**GIVEN PASSAGE**:
In [0]:
import os

INSURANCE_PATH = os.path.join("datasets","insurance") #For desktop

In [0]:
import numpy as np
import pandas as pd

def load_housing_data(insurance_path=INSURANCE_PATH):
    csv_path = os.path.join(insurance_path, "insurance.csv")
    return pd.read_csv(csv_path, skiprows=75)

In [0]:
insurance = load_housing_data()
insurance.head()

ParserError: ignored

Check for null values

In [0]:
insurance.info()

No null values. Categories `sex`, `smoker`, and `region` are categorical. The `charges` column is the response variable. Encode categorical values using `pd.get_dummies()`.

In [0]:
insurance_cat = insurance[['sex','smoker','region']]
insurance = insurance.drop(labels=['sex','smoker','region'], axis=1)
insurance = insurance.join(pd.get_dummies(insurance_cat))
insurance.head()

Check correlations.

In [0]:
corr_matrix = insurance.corr()
corr_matrix['charges'].sort_values(ascending=False)

Split data into train and test sets.

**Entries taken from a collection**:
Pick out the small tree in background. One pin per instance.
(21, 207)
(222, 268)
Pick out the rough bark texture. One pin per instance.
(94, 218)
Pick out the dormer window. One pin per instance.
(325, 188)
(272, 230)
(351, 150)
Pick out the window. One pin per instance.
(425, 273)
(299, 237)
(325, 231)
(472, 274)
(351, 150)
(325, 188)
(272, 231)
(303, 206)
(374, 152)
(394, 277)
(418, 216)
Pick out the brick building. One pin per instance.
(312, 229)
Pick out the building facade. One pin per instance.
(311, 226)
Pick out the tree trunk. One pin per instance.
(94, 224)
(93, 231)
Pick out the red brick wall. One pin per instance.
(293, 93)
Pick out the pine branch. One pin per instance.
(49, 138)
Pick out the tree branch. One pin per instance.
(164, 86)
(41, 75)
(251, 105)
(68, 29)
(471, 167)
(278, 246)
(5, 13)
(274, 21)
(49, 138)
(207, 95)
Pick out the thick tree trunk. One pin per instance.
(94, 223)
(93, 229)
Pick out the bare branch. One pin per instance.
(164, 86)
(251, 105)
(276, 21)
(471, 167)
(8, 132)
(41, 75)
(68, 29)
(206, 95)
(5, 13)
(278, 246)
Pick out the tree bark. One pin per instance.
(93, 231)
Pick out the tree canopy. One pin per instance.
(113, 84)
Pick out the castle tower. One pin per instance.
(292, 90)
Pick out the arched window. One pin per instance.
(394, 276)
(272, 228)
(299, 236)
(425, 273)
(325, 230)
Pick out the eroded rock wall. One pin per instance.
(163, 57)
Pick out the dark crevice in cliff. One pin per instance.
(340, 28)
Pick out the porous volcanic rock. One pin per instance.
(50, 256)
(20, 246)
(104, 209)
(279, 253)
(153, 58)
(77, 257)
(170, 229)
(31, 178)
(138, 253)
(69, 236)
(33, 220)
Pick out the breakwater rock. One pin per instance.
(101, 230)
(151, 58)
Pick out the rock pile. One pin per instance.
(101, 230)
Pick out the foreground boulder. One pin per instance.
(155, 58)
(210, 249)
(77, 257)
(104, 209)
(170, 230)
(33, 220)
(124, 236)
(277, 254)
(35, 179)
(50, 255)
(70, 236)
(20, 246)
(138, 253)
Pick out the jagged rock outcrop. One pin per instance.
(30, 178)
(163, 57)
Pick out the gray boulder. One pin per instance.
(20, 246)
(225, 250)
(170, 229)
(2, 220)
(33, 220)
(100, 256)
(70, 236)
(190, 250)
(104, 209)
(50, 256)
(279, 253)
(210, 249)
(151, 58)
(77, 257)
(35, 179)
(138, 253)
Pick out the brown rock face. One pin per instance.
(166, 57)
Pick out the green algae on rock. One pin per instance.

**REQUIRED ACTIONS**:
1. Pull out every line of the listing that contains the string "trunk", matching case exactly.
2. Take the insurance data notebook further, picking up right after its last line.

**ANSWER SET**:
1.
Pick out the tree trunk. One pin per instance.
Pick out the thick tree trunk. One pin per instance.

2.
In [0]:
from sklearn.model_selection import train_test_split

(insurance_train, insurance_test) = train_test_split(insurance, test_size=0.2, random_state=42)

Get train/test set labels.

In [0]:
insurance_train_labels = insurance_train[['charges']]
insurance_train = insurance_train.drop(labels=['charges'], axis=1)

insurance_test_labels = insurance_test[['charges']]
insurance_test = insurance_test.drop(labels=['charges'], axis=1)

Try linear model.

In [0]:
rainfrom sklearn.linear_model import LinearRegression

lin_reg = LinearRegression()
lin_reg.fit(insurance_train, insurance_train_labels)

Try on some test data.

In [0]:
some_data = insurance_test.iloc[:5]
some_data_labels = insurance_test_labels.iloc[:5]
print("Predictions:", lin_reg.predict(some_data))
print("Actual:", some_data_labels)

Calculate error (RMSE).

In [0]:
from sklearn.metrics import mean_squared_error

insurance_predictions = lin_reg.predict(insurance_test)
lin_mse = mean_squared_error(insurance_test_labels, insurance_predictions)
lin_rmse = np.sqrt(lin_mse)
print(lin_rmse)

Try another model, DecisionTreeRegressor.

In [0]:
from sklearn.tree import DecisionTreeRegressor

tree_reg = DecisionTreeRegressor(random_state=42)
tree_reg.fit(insurance_train, insurance_train_labels)

Calculate RMSE.

In [0]:
insurance_predictions = tree_reg.predict(insurance_test)
tree_mse = mean_squared_error(insurance_test_labels, insurance_predictions)
tree_rmse = np.sqrt(tree_mse)
print(tree_rmse)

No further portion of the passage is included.